SUPPLIED DATA
[Begin]

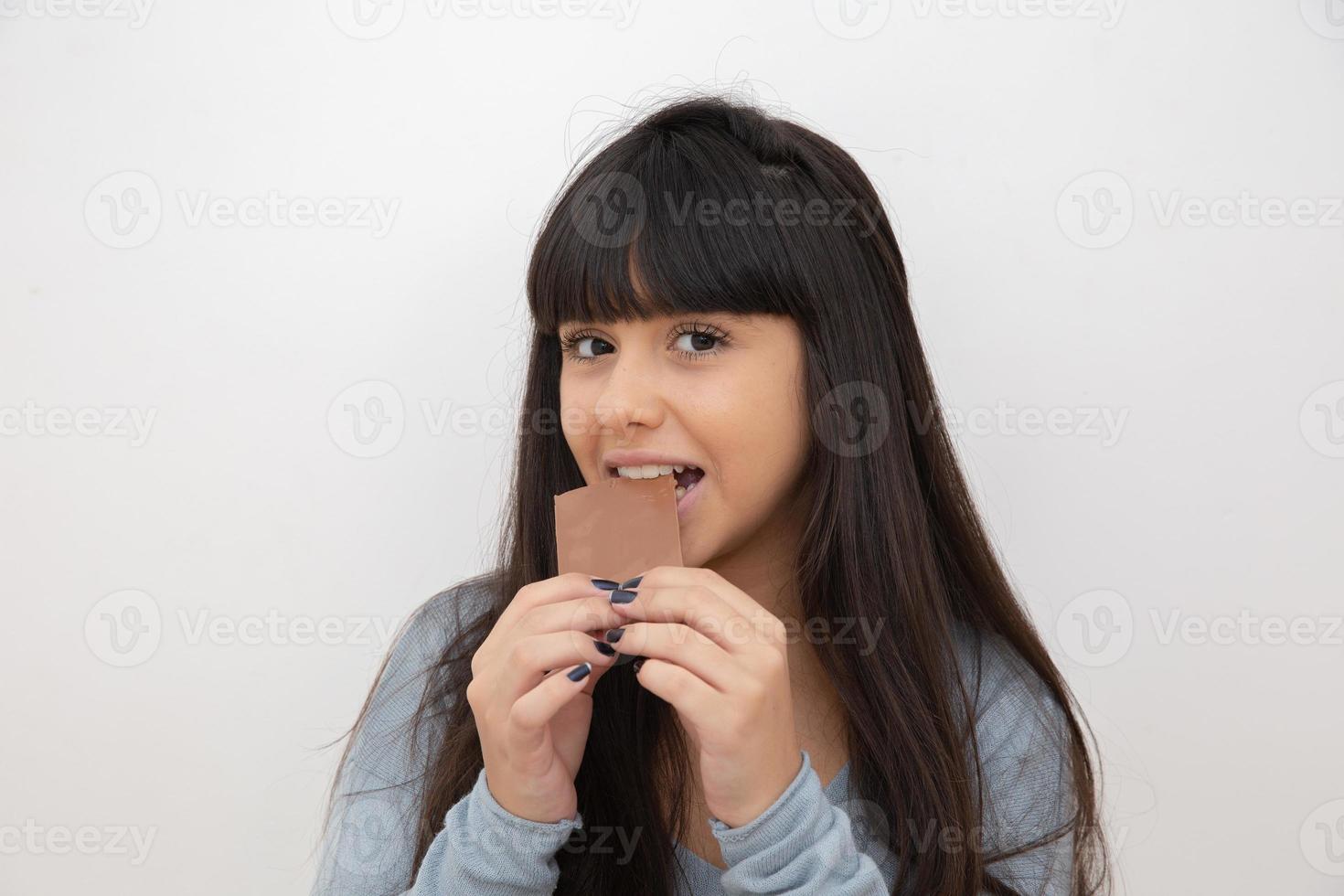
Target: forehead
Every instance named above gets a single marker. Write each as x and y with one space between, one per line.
750 320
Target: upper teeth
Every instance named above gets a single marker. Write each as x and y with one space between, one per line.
648 470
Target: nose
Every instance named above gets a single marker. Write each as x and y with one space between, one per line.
631 397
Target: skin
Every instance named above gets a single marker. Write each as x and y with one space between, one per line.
711 629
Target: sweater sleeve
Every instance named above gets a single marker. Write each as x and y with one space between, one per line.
800 844
805 844
369 838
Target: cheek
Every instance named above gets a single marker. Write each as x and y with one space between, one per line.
758 435
575 415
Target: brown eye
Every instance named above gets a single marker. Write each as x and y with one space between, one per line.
699 341
585 347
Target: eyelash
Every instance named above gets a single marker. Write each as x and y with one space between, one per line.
571 341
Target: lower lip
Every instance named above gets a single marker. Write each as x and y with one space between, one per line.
688 498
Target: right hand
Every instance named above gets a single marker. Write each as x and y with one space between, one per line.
531 719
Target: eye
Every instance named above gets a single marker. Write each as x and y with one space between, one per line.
697 341
583 346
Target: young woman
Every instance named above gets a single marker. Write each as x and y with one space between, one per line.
837 692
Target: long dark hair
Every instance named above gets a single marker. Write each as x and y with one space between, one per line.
889 528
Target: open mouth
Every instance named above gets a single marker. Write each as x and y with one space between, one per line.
687 477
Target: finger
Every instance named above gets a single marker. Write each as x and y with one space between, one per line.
529 658
694 606
583 614
546 592
682 645
531 712
689 695
699 577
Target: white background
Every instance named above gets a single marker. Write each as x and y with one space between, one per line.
1214 347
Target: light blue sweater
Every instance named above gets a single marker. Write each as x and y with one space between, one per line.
811 840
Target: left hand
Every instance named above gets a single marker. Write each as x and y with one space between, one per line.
720 660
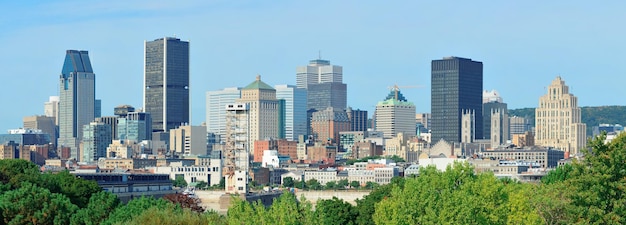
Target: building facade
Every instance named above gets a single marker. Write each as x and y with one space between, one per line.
456 85
558 120
295 107
77 99
166 83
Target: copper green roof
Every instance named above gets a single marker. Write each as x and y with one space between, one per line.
258 84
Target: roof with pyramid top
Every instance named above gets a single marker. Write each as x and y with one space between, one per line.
258 84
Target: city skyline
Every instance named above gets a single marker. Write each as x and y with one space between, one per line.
522 47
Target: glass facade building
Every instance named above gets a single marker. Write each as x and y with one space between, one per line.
77 99
166 83
456 85
295 110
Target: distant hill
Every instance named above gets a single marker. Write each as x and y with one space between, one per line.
591 115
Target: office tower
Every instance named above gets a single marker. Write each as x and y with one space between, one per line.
123 110
327 124
518 125
318 71
111 121
295 110
43 123
324 95
395 115
358 119
557 120
499 127
96 139
263 108
135 126
77 99
166 83
51 109
456 85
216 102
492 102
188 140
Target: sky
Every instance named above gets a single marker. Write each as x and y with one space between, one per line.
523 45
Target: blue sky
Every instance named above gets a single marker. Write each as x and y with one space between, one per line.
523 45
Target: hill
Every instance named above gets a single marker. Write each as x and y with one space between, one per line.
590 115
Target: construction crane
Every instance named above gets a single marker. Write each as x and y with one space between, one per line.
395 88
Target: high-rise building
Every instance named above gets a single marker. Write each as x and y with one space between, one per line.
77 102
558 120
395 115
166 83
492 102
327 124
135 126
358 119
43 123
456 85
318 71
51 109
96 139
295 110
216 102
263 110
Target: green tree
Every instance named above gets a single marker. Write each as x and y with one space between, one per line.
31 204
288 182
343 183
331 185
355 184
335 212
135 207
313 184
179 182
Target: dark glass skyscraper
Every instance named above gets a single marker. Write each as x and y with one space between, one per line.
77 104
166 83
456 85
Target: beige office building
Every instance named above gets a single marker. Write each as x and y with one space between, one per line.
263 111
557 120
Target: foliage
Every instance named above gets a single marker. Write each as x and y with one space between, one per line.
335 212
31 204
185 201
288 182
179 182
100 206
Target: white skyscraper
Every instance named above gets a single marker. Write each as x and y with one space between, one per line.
216 102
295 110
77 105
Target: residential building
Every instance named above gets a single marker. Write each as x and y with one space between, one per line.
456 85
166 83
77 101
558 120
216 102
188 140
295 120
96 139
395 115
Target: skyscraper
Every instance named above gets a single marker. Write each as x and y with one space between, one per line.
216 102
166 83
263 111
558 120
77 102
295 110
395 115
456 85
324 84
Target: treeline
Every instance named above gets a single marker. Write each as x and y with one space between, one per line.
590 191
590 115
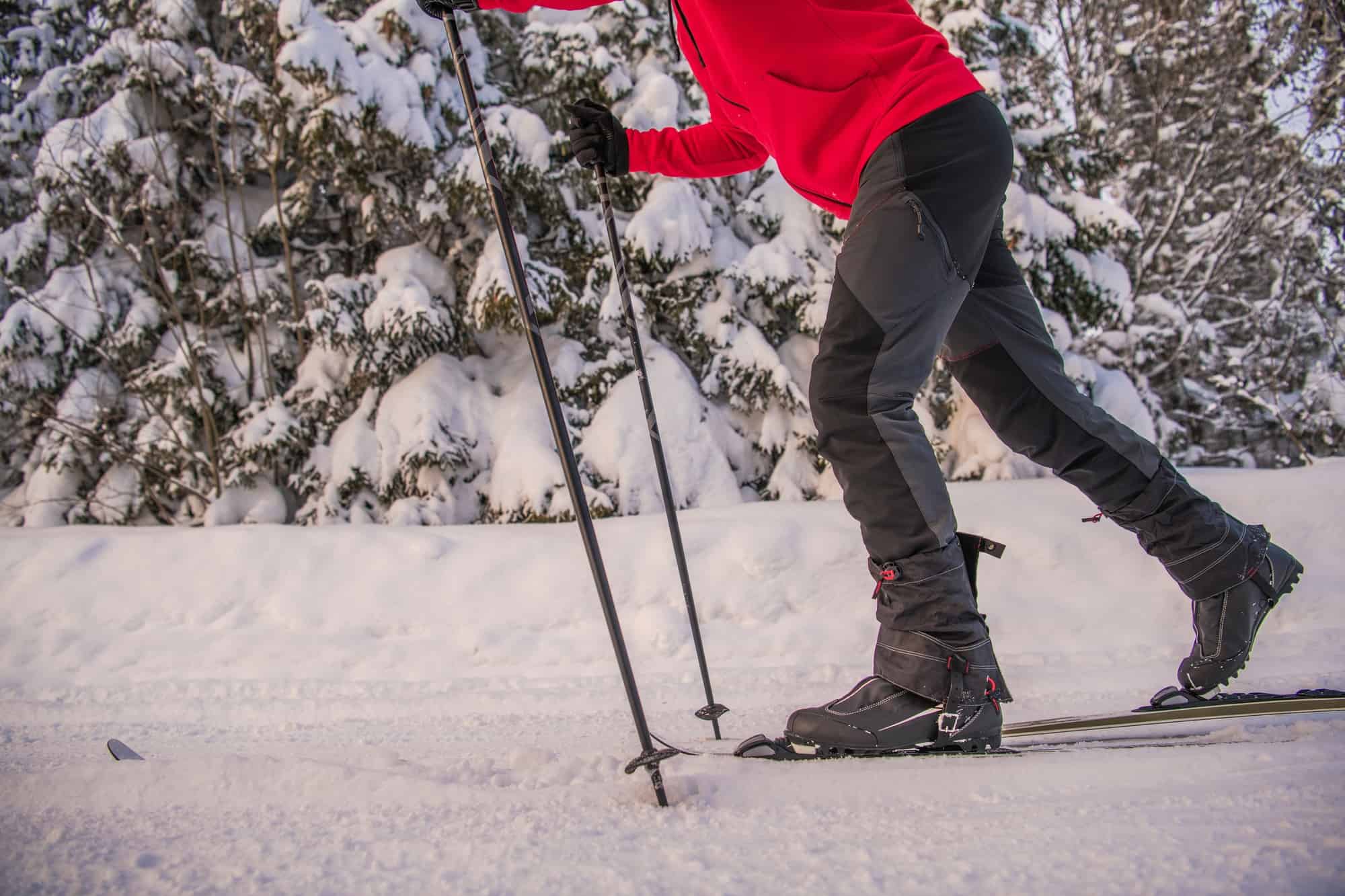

[End]

THE PROBLEM
Gather every line above that contains the word "green", and copy each of those lines in full.

WRITTEN ANSWER
Target: copper green roof
Target: green tree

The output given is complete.